Task — Transcribe the passage on fashion's reliance on economic growth word for word, starting at "Using the concept" and ending at "overproduction and overconsumption.".

Document —
►
The report, which features research led by the Institute for Sustainable Futures at the University of Technology Sydney, comes amid building scepticism of economic strategies that are anchored in growing GDP at all costs. Plus, it sits alongside the European Commission’s plans to step up efforts to regulate the textile sector through a new sustainability strategy, explains the European Environmental Bureau.

“Fashion’s adherence to growth has contributed to it being one of the world’s most polluting, wasteful and exploitative industries, yet existing strategies to tackle fashion’s unsustainability – such as using more recycled materials in fast fashion or labelling schemes – stop short of questioning the industry’s problematic dominant economic model,” it notes.

Using the concept of the ‘wellbeing economy’ – an umbrella term to describe growth-alternative economic concepts – the research identified four guiding principles for building a post-growth direction for the fashion sector so that it works in the interest of the common good:

1. Establishing limits to reduce how much is produced and consumed in line with planetary boundaries
2. Promoting fairness to ensure social justice globally
3. Creating healthy and just governance to make sure the transition is inclusive and participatory
4. Embracing new exchange systems where clothing and textiles are provided in ways that do not depend on overproduction and overconsumption.
◄
Data records —
►
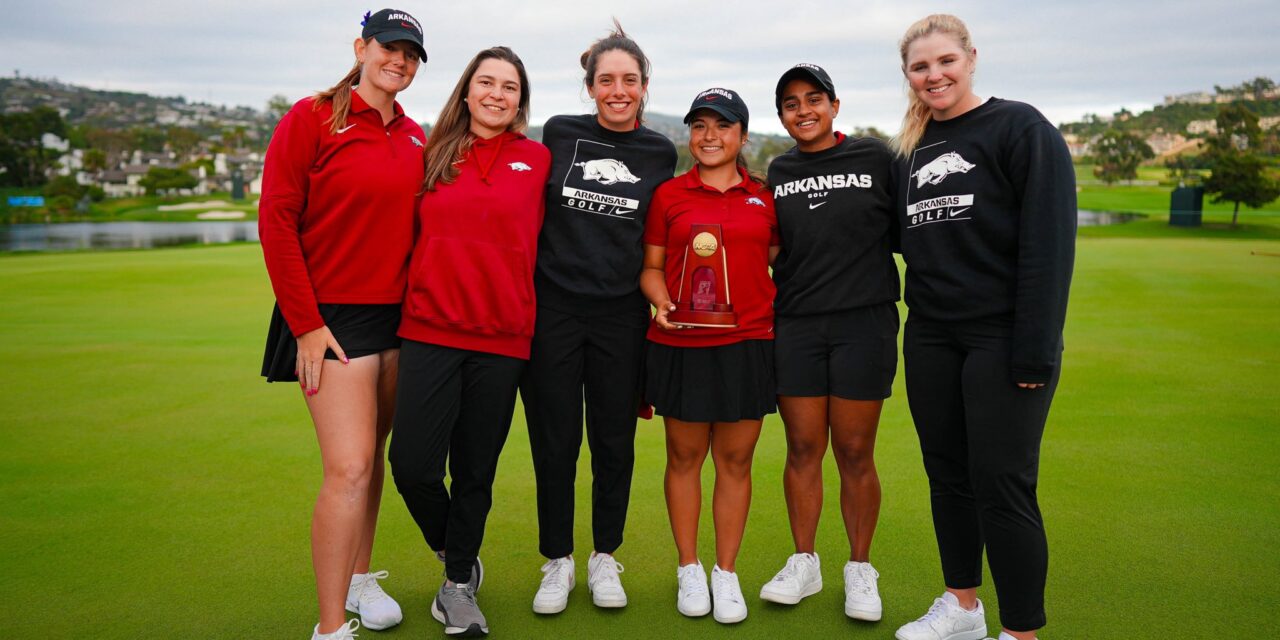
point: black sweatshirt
(597, 200)
(988, 227)
(835, 214)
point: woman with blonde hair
(336, 222)
(987, 201)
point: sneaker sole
(978, 634)
(864, 613)
(787, 598)
(474, 630)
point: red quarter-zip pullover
(471, 278)
(336, 218)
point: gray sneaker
(456, 607)
(476, 572)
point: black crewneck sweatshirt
(597, 200)
(987, 205)
(835, 215)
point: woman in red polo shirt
(337, 225)
(713, 385)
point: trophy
(703, 298)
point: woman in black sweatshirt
(592, 319)
(987, 215)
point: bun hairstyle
(339, 95)
(620, 41)
(451, 137)
(918, 115)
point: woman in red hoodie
(467, 319)
(336, 220)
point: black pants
(981, 434)
(597, 359)
(451, 405)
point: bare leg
(853, 439)
(732, 448)
(686, 451)
(805, 419)
(344, 412)
(388, 366)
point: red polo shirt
(336, 218)
(749, 227)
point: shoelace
(371, 592)
(691, 580)
(344, 631)
(608, 570)
(726, 588)
(553, 572)
(858, 579)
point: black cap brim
(392, 36)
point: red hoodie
(471, 277)
(336, 218)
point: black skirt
(712, 384)
(360, 329)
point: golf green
(155, 487)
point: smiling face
(941, 74)
(809, 115)
(493, 97)
(387, 68)
(617, 88)
(713, 141)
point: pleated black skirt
(712, 384)
(360, 329)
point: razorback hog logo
(606, 172)
(940, 168)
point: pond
(105, 236)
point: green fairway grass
(155, 487)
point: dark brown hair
(451, 136)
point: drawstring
(484, 167)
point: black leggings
(594, 359)
(451, 405)
(981, 434)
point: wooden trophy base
(721, 316)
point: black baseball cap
(804, 71)
(392, 26)
(723, 101)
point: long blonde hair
(451, 137)
(918, 115)
(339, 95)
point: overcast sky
(1065, 58)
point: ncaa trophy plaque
(703, 298)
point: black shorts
(711, 384)
(851, 353)
(361, 329)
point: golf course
(155, 487)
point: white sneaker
(862, 594)
(727, 595)
(343, 632)
(946, 620)
(603, 581)
(558, 580)
(799, 579)
(693, 599)
(375, 608)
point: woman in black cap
(987, 204)
(709, 368)
(836, 339)
(336, 220)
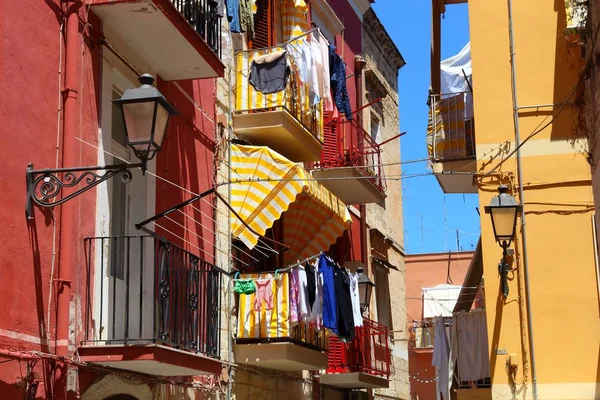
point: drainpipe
(522, 199)
(64, 281)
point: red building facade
(62, 72)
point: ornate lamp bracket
(45, 187)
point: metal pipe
(229, 231)
(544, 106)
(68, 210)
(521, 198)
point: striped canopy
(265, 185)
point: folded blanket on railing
(269, 73)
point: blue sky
(431, 219)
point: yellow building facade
(554, 257)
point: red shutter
(263, 25)
(331, 141)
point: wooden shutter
(263, 25)
(331, 142)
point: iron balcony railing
(295, 98)
(347, 144)
(368, 353)
(202, 15)
(451, 127)
(274, 325)
(143, 290)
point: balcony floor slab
(161, 36)
(280, 356)
(349, 185)
(280, 131)
(355, 380)
(151, 359)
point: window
(375, 127)
(118, 201)
(382, 296)
(263, 25)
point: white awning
(439, 301)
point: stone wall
(381, 80)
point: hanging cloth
(269, 73)
(295, 18)
(219, 7)
(337, 68)
(356, 312)
(233, 15)
(441, 359)
(345, 329)
(316, 314)
(330, 316)
(267, 322)
(246, 18)
(473, 355)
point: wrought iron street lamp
(145, 114)
(365, 289)
(503, 210)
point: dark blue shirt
(337, 71)
(233, 15)
(326, 267)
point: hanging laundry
(294, 294)
(311, 287)
(473, 353)
(330, 316)
(264, 293)
(269, 73)
(266, 322)
(233, 15)
(356, 311)
(244, 286)
(324, 46)
(295, 18)
(316, 315)
(337, 69)
(246, 18)
(301, 54)
(441, 359)
(303, 308)
(345, 317)
(219, 7)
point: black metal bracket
(44, 187)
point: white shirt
(356, 312)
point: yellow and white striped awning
(265, 185)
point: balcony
(285, 121)
(178, 39)
(153, 308)
(451, 142)
(267, 339)
(351, 165)
(363, 364)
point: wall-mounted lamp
(365, 289)
(503, 210)
(145, 113)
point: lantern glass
(504, 221)
(139, 118)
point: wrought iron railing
(143, 290)
(295, 98)
(451, 127)
(369, 352)
(274, 325)
(347, 144)
(202, 16)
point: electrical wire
(535, 132)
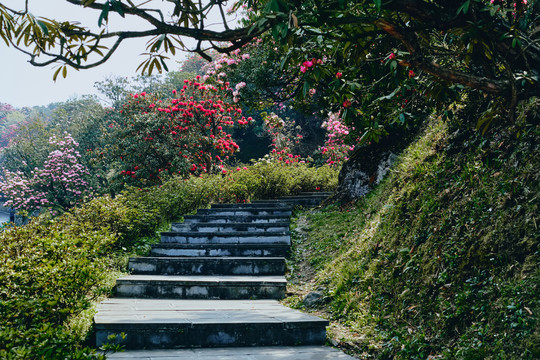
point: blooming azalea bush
(59, 185)
(188, 134)
(335, 149)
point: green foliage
(442, 258)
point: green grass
(442, 258)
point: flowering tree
(59, 185)
(335, 149)
(150, 137)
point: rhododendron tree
(285, 138)
(59, 185)
(150, 137)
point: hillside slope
(442, 259)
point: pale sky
(22, 84)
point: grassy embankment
(441, 260)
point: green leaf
(464, 7)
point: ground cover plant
(53, 269)
(441, 260)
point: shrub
(54, 268)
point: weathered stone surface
(208, 218)
(244, 353)
(232, 227)
(206, 323)
(246, 211)
(196, 237)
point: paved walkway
(210, 291)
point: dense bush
(52, 269)
(442, 259)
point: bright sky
(22, 84)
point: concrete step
(314, 352)
(201, 287)
(207, 265)
(202, 323)
(258, 219)
(228, 227)
(187, 237)
(211, 250)
(258, 211)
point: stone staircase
(213, 283)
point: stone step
(228, 227)
(187, 237)
(258, 219)
(203, 323)
(246, 211)
(253, 205)
(211, 250)
(207, 265)
(313, 352)
(201, 287)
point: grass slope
(441, 260)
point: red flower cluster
(181, 135)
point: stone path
(210, 290)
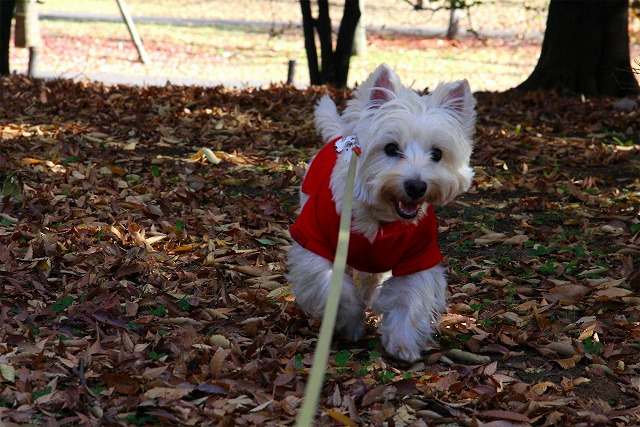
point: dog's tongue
(407, 210)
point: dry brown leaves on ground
(143, 233)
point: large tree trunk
(335, 64)
(585, 49)
(6, 15)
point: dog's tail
(327, 119)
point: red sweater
(400, 247)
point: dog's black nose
(415, 188)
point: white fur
(382, 112)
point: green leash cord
(314, 385)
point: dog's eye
(391, 149)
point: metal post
(144, 58)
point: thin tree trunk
(308, 28)
(6, 15)
(344, 44)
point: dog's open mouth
(407, 210)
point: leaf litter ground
◄
Expected answer —
Using the concept of the ‘wellbeing economy’ – an umbrella term to describe growth-alternative economic concepts – the research identified four guiding principles for building a post-growth direction for the fashion sector so that it works in the interest of the common good:

1. Establishing limits to reduce how much is produced and consumed in line with planetary boundaries
2. Promoting fairness to ensure social justice globally
3. Creating healthy and just governance to make sure the transition is inclusive and participatory
4. Embracing new exchange systems where clothing and textiles are provided in ways that do not depend on overproduction and overconsumption.